30 August 2007

Religious affiliation of MPs

Here's a table showing the religious affiliation of members of parliament. While it may be interesting, by itself it shouldn't be read as meaning very much. Use with care. Full essay.

15 comments:

Anonymous said...

Hello Alex, good article - I did a very similar counting exercise about a year ago and came to 48% Christian (I knew the denominations of a few members somehow). I can help to dig these data out...

What I also added to my list is the GENDER, then 21% were female.

So here is my other issue with these numbers: What bothers me with the gender thing is this: even though we have some female ministers of state, I heard (and cannot confirm this firmly!) that we are the ONLY country in SOA that NEVER had a female cabinet member. The cabinet makes the decision, not the parliament in our country!

So when we always brag about being such a terribly meritocratic society, why is it that 0% of all decision makers where never allowed to be a woman?

Is it

A) All woman in Singapore are 100% incapable, or

B) There is a strong Chauvinism factor?

Guess what I think.. although I am aware you are not a woman rights activist, I think this total disproportion both on parliament and especially on cabinet level gives a very negative signal to all the young capable Singapore women I know.

So why is this, any comments?

Yawning Bread Sampler said...

Indeed, the gender issue is stark. Although it isn't exactly something I often speak about, I'm entirely with you on this. Based on recall, these neighbours have had a woman in position of power(parenthesis indicates the highest position reached)

Pakistan (PM)
India (PM, President)
Bangladesh (PM)
Sri Lanka (PM)
Thailand (Minister)
Malaysia (Minister)
Indonesia (President)
Philippines (President)
Hong Kong (Chief Secretary)
Taiwan (Vice-President)
China (Deputy PM)
Japan (Minister)

Not sure:
Vietnam
Cambodia
Laos
South Korea

Yawning Bread Sampler said...

Sorry,

Error in previous...

Sri Lanka (President and PM)
South Korea (PM)

Indeed, Singapore's leadership comes across as an extremely reactionary bunch.

Anonymous said...

I am guessing, but judging from the CV postings of those whose religions were not stated, there seems to be a subtle implication that religion does not play a major role in their lives. In other words, they effectively have no religion.

If this is correct, then the group representing no religion in Sg Parliament is as over-represented as the Christians. Personally, I see this as a good thing.

"Witness"

Anonymous said...

Just wondering, although the christian faction is the largest, compared to the rest of the MPs, they are not the majority (i.e. 44% as per the analysis).

While it can be argued that as the largest group, the christians in parliament can dictate terms, they are not the majority. If other religions were not homophobic and if the bloc of MPs under no religion are also not homophobic, then together, wouldn't they represent a majority that is not homophobic.
= = = = =
Direction A:
Please duplicate the records below verbatim, covering the stretch from the start of the records through the line containing "189L0 336L441 322L446". Leave the pictures out of your copy.

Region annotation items
= = = = =
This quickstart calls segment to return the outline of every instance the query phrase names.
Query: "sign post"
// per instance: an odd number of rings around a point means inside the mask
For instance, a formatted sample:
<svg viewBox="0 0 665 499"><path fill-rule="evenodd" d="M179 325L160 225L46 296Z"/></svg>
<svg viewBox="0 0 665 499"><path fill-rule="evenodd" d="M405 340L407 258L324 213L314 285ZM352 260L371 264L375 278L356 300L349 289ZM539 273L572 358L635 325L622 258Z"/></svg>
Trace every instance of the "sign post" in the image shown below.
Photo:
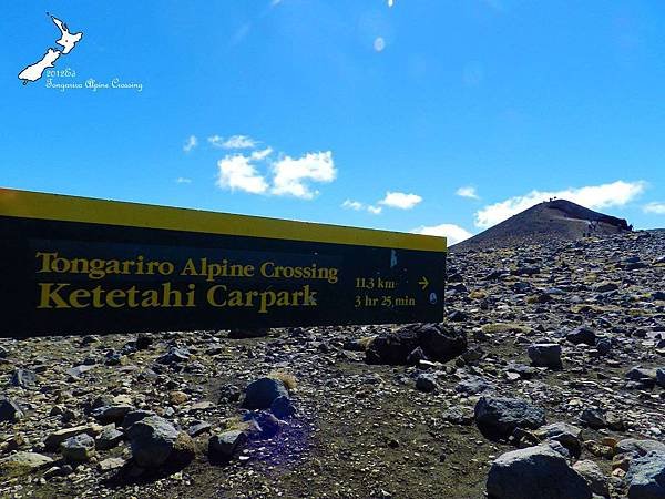
<svg viewBox="0 0 665 499"><path fill-rule="evenodd" d="M0 189L0 336L441 322L446 240Z"/></svg>

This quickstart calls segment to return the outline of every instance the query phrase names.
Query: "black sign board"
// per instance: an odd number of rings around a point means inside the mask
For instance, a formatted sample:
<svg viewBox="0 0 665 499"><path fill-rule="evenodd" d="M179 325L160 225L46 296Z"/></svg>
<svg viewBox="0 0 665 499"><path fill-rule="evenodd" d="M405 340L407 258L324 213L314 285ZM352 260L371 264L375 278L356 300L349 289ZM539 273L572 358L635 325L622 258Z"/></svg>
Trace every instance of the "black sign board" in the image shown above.
<svg viewBox="0 0 665 499"><path fill-rule="evenodd" d="M0 336L441 322L446 240L0 189Z"/></svg>

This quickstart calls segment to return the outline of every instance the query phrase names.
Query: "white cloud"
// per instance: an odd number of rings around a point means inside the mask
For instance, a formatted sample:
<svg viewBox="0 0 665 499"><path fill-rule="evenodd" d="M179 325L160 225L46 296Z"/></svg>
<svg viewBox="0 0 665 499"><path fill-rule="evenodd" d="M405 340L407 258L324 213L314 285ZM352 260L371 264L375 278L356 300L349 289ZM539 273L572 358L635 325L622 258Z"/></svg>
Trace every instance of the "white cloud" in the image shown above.
<svg viewBox="0 0 665 499"><path fill-rule="evenodd" d="M341 207L347 208L347 210L355 210L355 211L359 212L360 210L362 210L365 207L365 205L362 203L360 203L359 201L346 200L344 203L341 203Z"/></svg>
<svg viewBox="0 0 665 499"><path fill-rule="evenodd" d="M656 215L665 215L665 203L658 203L656 201L647 203L642 206L644 213L652 213Z"/></svg>
<svg viewBox="0 0 665 499"><path fill-rule="evenodd" d="M268 183L250 162L252 157L243 154L228 155L219 160L217 185L232 191L264 194L268 190Z"/></svg>
<svg viewBox="0 0 665 499"><path fill-rule="evenodd" d="M480 228L491 227L551 197L572 201L591 210L624 206L642 194L645 187L646 182L643 181L616 181L611 184L570 187L563 191L531 191L522 196L510 197L479 210L475 212L474 224Z"/></svg>
<svg viewBox="0 0 665 499"><path fill-rule="evenodd" d="M354 210L356 212L367 210L367 212L371 213L372 215L378 215L383 211L381 206L372 206L371 204L365 204L360 203L359 201L351 200L346 200L344 203L341 203L341 207L345 210Z"/></svg>
<svg viewBox="0 0 665 499"><path fill-rule="evenodd" d="M475 187L471 185L467 185L466 187L460 187L456 191L456 194L460 197L469 197L471 200L480 200L480 196L475 193Z"/></svg>
<svg viewBox="0 0 665 499"><path fill-rule="evenodd" d="M379 204L396 207L399 210L411 210L421 201L422 197L416 194L405 194L403 192L387 192L386 197L379 201Z"/></svg>
<svg viewBox="0 0 665 499"><path fill-rule="evenodd" d="M253 149L257 145L257 142L247 135L232 135L228 139L211 135L207 141L215 147L222 149Z"/></svg>
<svg viewBox="0 0 665 499"><path fill-rule="evenodd" d="M190 138L185 141L185 145L183 145L183 151L190 152L197 145L198 145L198 139L196 139L196 135L190 135Z"/></svg>
<svg viewBox="0 0 665 499"><path fill-rule="evenodd" d="M415 228L411 232L413 234L436 235L446 237L448 238L449 245L468 240L473 235L466 228L454 224L441 224L431 226L421 225L420 227Z"/></svg>
<svg viewBox="0 0 665 499"><path fill-rule="evenodd" d="M254 161L263 161L266 157L268 157L270 154L273 154L273 147L266 147L266 149L262 149L259 151L254 151L250 155L250 157Z"/></svg>
<svg viewBox="0 0 665 499"><path fill-rule="evenodd" d="M273 189L275 195L290 195L303 200L311 200L318 191L313 191L310 182L332 182L337 176L332 153L330 151L307 153L294 160L284 156L273 163Z"/></svg>
<svg viewBox="0 0 665 499"><path fill-rule="evenodd" d="M382 52L386 48L386 40L382 37L375 38L374 48L377 52Z"/></svg>

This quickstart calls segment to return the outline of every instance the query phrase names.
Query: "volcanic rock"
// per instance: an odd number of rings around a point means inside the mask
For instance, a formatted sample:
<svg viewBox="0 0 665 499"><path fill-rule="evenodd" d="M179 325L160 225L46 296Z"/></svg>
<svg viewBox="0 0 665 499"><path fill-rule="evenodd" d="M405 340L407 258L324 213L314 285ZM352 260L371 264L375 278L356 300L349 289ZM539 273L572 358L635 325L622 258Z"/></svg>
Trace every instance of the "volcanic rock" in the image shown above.
<svg viewBox="0 0 665 499"><path fill-rule="evenodd" d="M475 404L475 424L493 438L505 438L515 428L538 429L545 424L545 411L526 400L509 397L480 397Z"/></svg>
<svg viewBox="0 0 665 499"><path fill-rule="evenodd" d="M490 499L591 499L586 481L546 445L512 450L492 462Z"/></svg>

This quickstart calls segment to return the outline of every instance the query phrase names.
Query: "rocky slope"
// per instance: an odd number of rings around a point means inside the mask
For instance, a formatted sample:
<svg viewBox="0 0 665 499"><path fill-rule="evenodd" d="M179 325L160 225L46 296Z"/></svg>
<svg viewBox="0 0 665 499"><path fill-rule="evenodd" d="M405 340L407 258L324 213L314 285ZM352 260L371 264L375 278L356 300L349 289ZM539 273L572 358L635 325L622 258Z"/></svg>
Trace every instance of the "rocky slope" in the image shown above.
<svg viewBox="0 0 665 499"><path fill-rule="evenodd" d="M0 340L0 497L664 497L665 232L449 267L443 325Z"/></svg>
<svg viewBox="0 0 665 499"><path fill-rule="evenodd" d="M543 202L454 246L469 248L511 247L523 242L575 241L630 232L623 218L605 215L565 200Z"/></svg>

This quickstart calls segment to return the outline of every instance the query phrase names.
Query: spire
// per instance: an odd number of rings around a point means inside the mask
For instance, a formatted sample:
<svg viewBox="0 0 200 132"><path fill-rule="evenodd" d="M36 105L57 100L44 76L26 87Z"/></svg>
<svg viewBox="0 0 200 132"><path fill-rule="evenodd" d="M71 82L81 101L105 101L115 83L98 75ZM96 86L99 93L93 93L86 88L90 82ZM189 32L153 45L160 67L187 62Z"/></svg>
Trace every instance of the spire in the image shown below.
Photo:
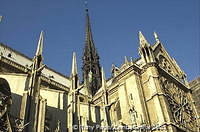
<svg viewBox="0 0 200 132"><path fill-rule="evenodd" d="M36 56L42 55L43 41L44 41L43 31L41 31L40 38L39 38L39 41L38 41L37 51L35 53Z"/></svg>
<svg viewBox="0 0 200 132"><path fill-rule="evenodd" d="M86 32L85 32L85 54L90 54L90 59L92 55L97 55L97 51L94 45L94 40L92 37L92 28L90 24L90 17L89 17L89 11L88 8L85 9L86 12ZM91 53L90 53L91 52ZM88 57L89 57L88 56Z"/></svg>
<svg viewBox="0 0 200 132"><path fill-rule="evenodd" d="M101 67L99 64L99 55L94 45L92 37L92 29L89 17L89 10L85 8L86 13L86 32L85 32L85 48L83 53L83 81L89 80L92 75L92 81L88 84L89 91L94 95L101 87ZM92 74L89 74L91 72ZM91 79L91 78L90 78Z"/></svg>
<svg viewBox="0 0 200 132"><path fill-rule="evenodd" d="M101 86L105 89L106 77L105 77L105 73L104 73L103 67L101 67Z"/></svg>
<svg viewBox="0 0 200 132"><path fill-rule="evenodd" d="M126 56L124 56L124 63L125 63L125 64L128 64L128 59L127 59Z"/></svg>
<svg viewBox="0 0 200 132"><path fill-rule="evenodd" d="M140 47L150 46L141 31L139 31L139 41L140 41Z"/></svg>
<svg viewBox="0 0 200 132"><path fill-rule="evenodd" d="M72 57L72 71L71 71L71 75L75 76L77 75L77 63L76 63L76 53L73 52L73 57Z"/></svg>
<svg viewBox="0 0 200 132"><path fill-rule="evenodd" d="M0 16L0 22L1 22L2 18L3 18L3 16Z"/></svg>
<svg viewBox="0 0 200 132"><path fill-rule="evenodd" d="M160 43L159 37L156 32L153 33L156 43Z"/></svg>

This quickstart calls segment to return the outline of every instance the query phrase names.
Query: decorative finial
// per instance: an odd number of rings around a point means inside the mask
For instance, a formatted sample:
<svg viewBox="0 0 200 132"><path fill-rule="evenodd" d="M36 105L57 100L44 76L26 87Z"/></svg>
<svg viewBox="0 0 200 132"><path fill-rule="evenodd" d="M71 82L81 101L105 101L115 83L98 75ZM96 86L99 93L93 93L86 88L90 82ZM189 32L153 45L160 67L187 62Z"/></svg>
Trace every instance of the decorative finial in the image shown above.
<svg viewBox="0 0 200 132"><path fill-rule="evenodd" d="M128 64L128 59L127 59L126 56L124 56L124 63L125 63L125 64Z"/></svg>
<svg viewBox="0 0 200 132"><path fill-rule="evenodd" d="M139 41L141 47L149 46L149 43L147 42L146 38L144 37L141 31L139 31Z"/></svg>
<svg viewBox="0 0 200 132"><path fill-rule="evenodd" d="M154 38L156 39L156 43L160 43L160 40L159 40L159 38L158 38L157 33L154 32L153 35L154 35Z"/></svg>

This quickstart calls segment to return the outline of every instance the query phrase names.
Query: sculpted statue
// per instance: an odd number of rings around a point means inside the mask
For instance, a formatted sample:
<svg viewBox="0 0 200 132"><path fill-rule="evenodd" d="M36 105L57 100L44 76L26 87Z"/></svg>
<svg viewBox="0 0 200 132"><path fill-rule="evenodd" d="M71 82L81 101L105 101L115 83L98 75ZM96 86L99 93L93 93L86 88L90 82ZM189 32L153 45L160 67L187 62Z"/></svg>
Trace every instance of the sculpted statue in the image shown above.
<svg viewBox="0 0 200 132"><path fill-rule="evenodd" d="M12 132L9 111L12 104L8 82L0 78L0 132Z"/></svg>

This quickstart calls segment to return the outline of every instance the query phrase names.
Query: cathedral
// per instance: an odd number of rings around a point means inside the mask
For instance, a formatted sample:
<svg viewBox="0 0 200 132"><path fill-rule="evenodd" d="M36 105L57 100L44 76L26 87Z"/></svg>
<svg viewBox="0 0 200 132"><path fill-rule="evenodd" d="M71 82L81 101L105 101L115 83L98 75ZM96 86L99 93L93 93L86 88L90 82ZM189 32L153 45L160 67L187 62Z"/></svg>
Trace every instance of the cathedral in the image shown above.
<svg viewBox="0 0 200 132"><path fill-rule="evenodd" d="M33 58L0 44L0 132L199 132L186 74L158 35L139 32L140 57L106 79L85 13L82 80L75 53L69 76L43 63L43 32Z"/></svg>

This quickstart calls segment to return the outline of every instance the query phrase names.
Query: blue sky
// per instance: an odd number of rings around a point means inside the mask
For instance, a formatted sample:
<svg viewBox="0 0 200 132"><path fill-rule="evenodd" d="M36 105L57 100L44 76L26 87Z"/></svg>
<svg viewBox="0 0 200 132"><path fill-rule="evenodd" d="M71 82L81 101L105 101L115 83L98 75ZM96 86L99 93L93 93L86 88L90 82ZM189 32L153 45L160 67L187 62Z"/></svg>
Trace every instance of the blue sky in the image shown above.
<svg viewBox="0 0 200 132"><path fill-rule="evenodd" d="M199 0L88 0L92 32L101 65L124 56L138 58L138 31L153 44L153 32L192 80L200 75ZM70 74L72 52L79 72L85 38L82 0L0 0L0 42L33 57L41 30L45 32L44 62Z"/></svg>

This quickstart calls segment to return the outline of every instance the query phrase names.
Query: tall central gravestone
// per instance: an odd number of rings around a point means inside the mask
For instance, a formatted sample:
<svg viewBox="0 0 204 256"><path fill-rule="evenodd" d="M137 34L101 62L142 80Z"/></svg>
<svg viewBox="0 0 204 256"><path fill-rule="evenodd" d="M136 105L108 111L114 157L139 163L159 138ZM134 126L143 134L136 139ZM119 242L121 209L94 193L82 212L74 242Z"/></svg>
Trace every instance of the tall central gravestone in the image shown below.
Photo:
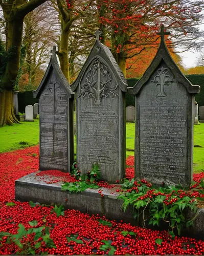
= = = = =
Direction B:
Set down the stretch of the post on the religious affiliation of MPs from "So when we always" through "strong Chauvinism factor?", word for word.

Correct answer A:
This quickstart calls segment to return the outline of every instance the query phrase names.
Query: "sign post"
// per instance: an odd number of rings around a point means inside the mask
For instance, a formatted sample:
<svg viewBox="0 0 665 499"><path fill-rule="evenodd" d="M179 325L160 225L46 296Z"/></svg>
<svg viewBox="0 0 665 499"><path fill-rule="evenodd" d="M405 340L407 258L324 213L314 285ZM352 260L371 264L375 278L356 300L349 289ZM539 273L572 358L635 325L622 258Z"/></svg>
Trace every instance of the "sign post" in the image shown below.
Photo:
<svg viewBox="0 0 665 499"><path fill-rule="evenodd" d="M0 189L0 336L441 322L446 240Z"/></svg>

Correct answer B:
So when we always brag about being such a terribly meritocratic society, why is it that 0% of all decision makers where never allowed to be a woman?

Is it

A) All woman in Singapore are 100% incapable, or

B) There is a strong Chauvinism factor?